◆ PROVIDED TEXT ◆
-- START --

As we disembarked, everyone but me was chatting with their “person” read “spouse” or “friends”. I was travelling solo, so maybe, this is where the red flags started to be raised. Kindly note, their airport is so small, that as the door from the runway opens, you find yourself smack at immigration and everyone from the flight can see everyone. I decided to join the queue that had three other ladies of colour, which I hoped would help camouflage me from standing out like a lone tree in a desert. At first, we all stared suspiciously at each other, honestly, I do not know why we Africans do this and there after traded greetings as our line moved forward.
When it was my turn, I stepped up, smiled, greeted the beautiful lady behind the counter and proceeded to share the usual- passport, yellow fever and in this case plus my invitation letter. For those wondering what this is, some countries would require visitors/ tourists to have an official invitation letter from the person hosting them. This letter would basically contain details of your host, their confirmation that they are hosting you, duration of stay as well as your intended plan. If staying at a hotel, one would then need to show proof of a confirmed hotel booking. The lady looked over the invitation letter several times, then back at me and then back at the documents. The sirens in my head went off, my gut feeling told me something was amiss but she responded all was well when I enquired if there was a problem. She then proceeded to stand from her chair, “never a good sign,” and instructed me to wait at her booth as she walked away with all my documents. I mentioned the airport is small, so everyone noticed her walk away and everyone then turned to look at me with those eyes that seemed to scream, “BUSTED”.
As I stood there, I could see people blatantly staring at me, whispering among themselves and shaking their heads in dismay. I made a mental note to never, ever, ever, give a side eye, or a front eye to anyone I would ever see/find in a similar situation in the airports-they are innocent until proven guilty. I chose to busy myself by looking at the endearing duty free shop that was directly across from me-so near yet so far, I need to get my hosts gifts there I resolved. The wait went on and on and on until finally, when I was about to faint with anxiety, she returned and then asked me to pick my luggage from the baggage claim area. Now I knew for sure, there was a serious problem.

-- END --

◆ WHAT YOU ARE ASKED TO DO ◆
Answer these questions using the airport immigration account:
1. How many other ladies of color were in the queue the writer joined?
2. What shop stood directly across from the booth where the writer waited?
3. When the officer came back, where did she tell the writer to pick up the luggage?

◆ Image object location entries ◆

-- START --

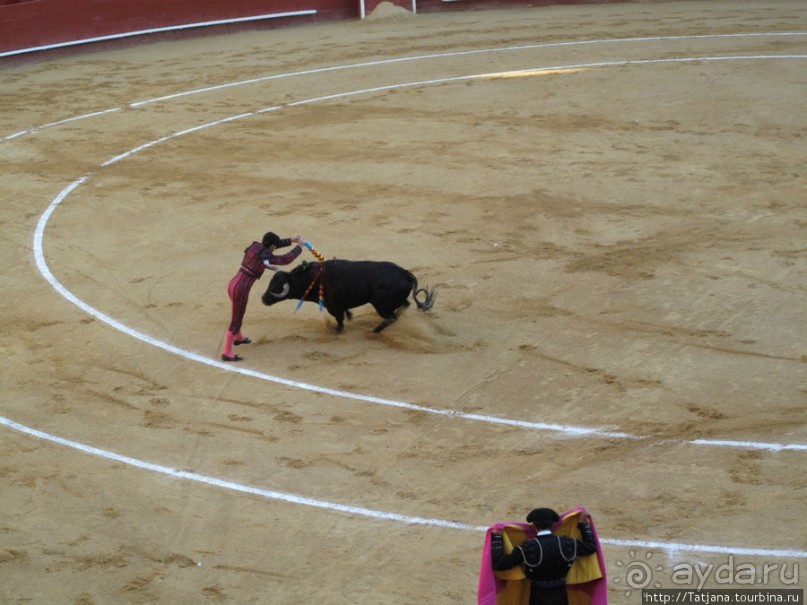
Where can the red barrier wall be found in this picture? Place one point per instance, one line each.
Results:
(26, 24)
(35, 23)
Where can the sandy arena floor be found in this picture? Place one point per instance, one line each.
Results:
(611, 200)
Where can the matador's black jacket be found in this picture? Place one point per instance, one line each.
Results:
(547, 559)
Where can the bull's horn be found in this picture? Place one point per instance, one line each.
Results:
(283, 293)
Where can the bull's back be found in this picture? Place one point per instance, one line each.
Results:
(356, 283)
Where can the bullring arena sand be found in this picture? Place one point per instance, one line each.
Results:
(619, 247)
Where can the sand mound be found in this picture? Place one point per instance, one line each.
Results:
(387, 11)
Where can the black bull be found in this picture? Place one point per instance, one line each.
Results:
(349, 284)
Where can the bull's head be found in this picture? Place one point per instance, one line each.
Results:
(285, 285)
(279, 288)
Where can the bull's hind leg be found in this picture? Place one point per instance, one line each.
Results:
(388, 321)
(390, 317)
(340, 321)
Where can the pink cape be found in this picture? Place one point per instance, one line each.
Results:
(490, 585)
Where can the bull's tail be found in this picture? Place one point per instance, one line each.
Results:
(430, 295)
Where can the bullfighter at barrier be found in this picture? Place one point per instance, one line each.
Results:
(548, 561)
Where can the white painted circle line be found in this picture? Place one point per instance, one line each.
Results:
(670, 547)
(403, 60)
(563, 429)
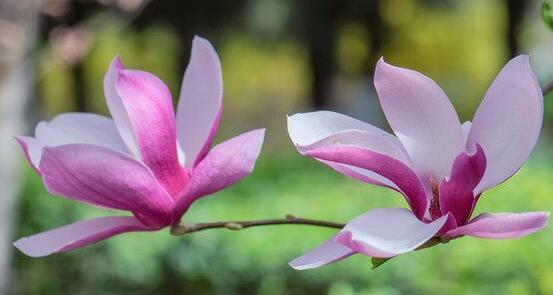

-- END --

◆ FINISHED TASK ◆
1. Three
2. A duty free shop
3. The baggage claim area